Viaggio nella Turchia di Erdoğan a tre mesi dal fallito colpo di Stato, che non solo non ha scalfito il presidente, ma lo ha reso ancora più forte. Un giovane di Smirne, racconta la vita nel suo paese.
Turchia: solo due ore e mezza d’aereo ci separano da questo paese di cui, in realtà, non conosciamo molto. Geograficamente e politicamente collocata in un punto cruciale del mondo, a metà tra l’Occidente e il Medio Oriente, tra l’Europa e l’Asia, tra i fedeli al Cristianesimo e quelli all’Islam, la Turchia è uno Stato da cui per lo più ci giungono notizie drammatiche e una sensazione di perenne instabilità. Negli ultimi mesi si sono intensificati gli attacchi terroristici all’interno del Paese, che hanno causato centinaia di morti tra i civili, ma la notizia più eclatante risale allo scorso 15 luglio, quando si è verificato un tentativo di colpo di Stato da parte dell’esercito, intenzionato a far decadere il presidente Recep Tayyip Erdoğan. Il golpe è fallito, il presidente ha mantenuto la sua posizione e ha dato il via ad una massiccia campagna punitiva ai danni di chi ne aveva auspicato la caduta, non solo direttamente, ma anche semplicemente contestando in pubblico la politica di Erdoğan. Preoccupata per il clima instauratosi, la comunità internazionale ha condannato la repressione nei confronti dei contestatori.
Questi, in estrema sintesi, i fatti che raccontano un Paese difficile, in cui possiamo solo immaginare quale aria si respiri. Noi siamo riusciti a raggiungere Ufuk, un ragazzo turco che ha avuto l’opportunità di viaggiare fuori dai propri confini nazionali e che ora si è ristabilito nella sua città natia, Smirne. Tentiamo di capire com’è la vita in Turchia senza il filtro dei mass media, ma direttamente dalle parole di chi la conosce per esperienza personale.
Cominciamo dal tentato colpo di Stato verificatosi tre mesi fa. Ci spieghi cos’è successo?
“Spiegandolo in maniera semplice, posso dire che il golpe è stato organizzato da un piccolo gruppo dell’esercito turco. Talmente piccolo che non è riuscito a prendere il controllo. L’istigatore, non solo secondo Erdoğan, è un imam molto influente, chiamato Fethullan Gülen, che vive in Pennsylvania, negli Usa. Lui è il capo di un movimento, Hizmet, i cui sostenitori sono chiamati ‘gülenisti’ dai media internazionali, che è molto attivo nel campo della diffusione dell’Islam, particolarmente in Africa e Asia. Però, dato che le istituzioni di Hizmet non hanno legami ufficiali e che non c’è un direzione ufficiale, non è facile trovare le prove per confermare che l’istigatore è Gülen. Inoltre è motivo di discussione se il semplice fatto di aver creato un’ideologia (che poi ha causato un golpe) sia da considerare un reato”.
La popolazione turca che idea si è fatta? La maggioranza per chi parteggia?
“Questo è un punto molto importante: Nessuno sostiene il colpo di Stato esplicitamente, tranne i golpisti. Ciononostante molte persone sono state accusate e incriminate per averlo sostenuto, gülenisti e non. Il golpe è diventato la scusa ideale per incriminare gli avversari di Erdoğan”.

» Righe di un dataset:
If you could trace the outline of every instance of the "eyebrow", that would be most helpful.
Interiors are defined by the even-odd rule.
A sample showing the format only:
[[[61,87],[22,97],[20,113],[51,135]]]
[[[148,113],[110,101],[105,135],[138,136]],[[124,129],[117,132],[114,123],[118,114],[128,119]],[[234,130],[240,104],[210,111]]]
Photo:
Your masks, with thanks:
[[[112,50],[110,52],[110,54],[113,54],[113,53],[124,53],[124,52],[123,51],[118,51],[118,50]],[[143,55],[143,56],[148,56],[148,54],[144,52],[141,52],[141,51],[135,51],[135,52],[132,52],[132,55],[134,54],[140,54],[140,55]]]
---
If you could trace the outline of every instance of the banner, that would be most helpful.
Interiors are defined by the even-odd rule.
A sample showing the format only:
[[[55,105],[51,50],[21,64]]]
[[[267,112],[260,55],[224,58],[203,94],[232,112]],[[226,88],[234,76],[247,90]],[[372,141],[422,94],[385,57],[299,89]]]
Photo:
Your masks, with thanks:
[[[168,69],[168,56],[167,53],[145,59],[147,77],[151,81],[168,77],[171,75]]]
---
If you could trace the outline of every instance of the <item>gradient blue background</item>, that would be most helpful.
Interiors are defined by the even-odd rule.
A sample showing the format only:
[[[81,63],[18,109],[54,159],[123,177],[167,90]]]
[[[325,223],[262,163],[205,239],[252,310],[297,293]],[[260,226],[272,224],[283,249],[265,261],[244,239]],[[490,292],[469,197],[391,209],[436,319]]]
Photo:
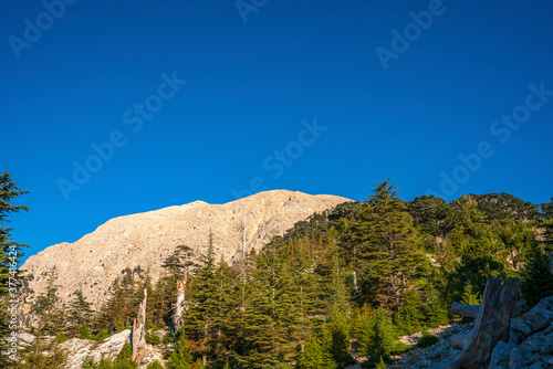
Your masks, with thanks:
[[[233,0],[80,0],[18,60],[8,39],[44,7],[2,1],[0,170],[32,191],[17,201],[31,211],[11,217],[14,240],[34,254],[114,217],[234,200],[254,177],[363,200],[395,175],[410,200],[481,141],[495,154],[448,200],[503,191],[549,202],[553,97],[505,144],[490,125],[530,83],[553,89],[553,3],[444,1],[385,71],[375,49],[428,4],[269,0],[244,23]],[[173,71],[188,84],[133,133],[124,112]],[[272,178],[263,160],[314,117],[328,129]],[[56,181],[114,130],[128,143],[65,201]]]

» ESERCIZI:
• a. Trascrivi fedelmente il brano sulla Turchia, a partire da "Questi, in estrema" e fino a "per esperienza personale." compreso.
• b. Indica, per favore, quante righe dei record contengono la parola "instance", distinguendo tra maiuscole e minuscole. Rispondi solo con il numero.

» RISPOSTE PER ESERCIZIO:
• a.
Questi, in estrema sintesi, i fatti che raccontano un Paese difficile, in cui possiamo solo immaginare quale aria si respiri. Noi siamo riusciti a raggiungere Ufuk, un ragazzo turco che ha avuto l’opportunità di viaggiare fuori dai propri confini nazionali e che ora si è ristabilito nella sua città natia, Smirne. Tentiamo di capire com’è la vita in Turchia senza il filtro dei mass media, ma direttamente dalle parole di chi la conosce per esperienza personale.

• b. 3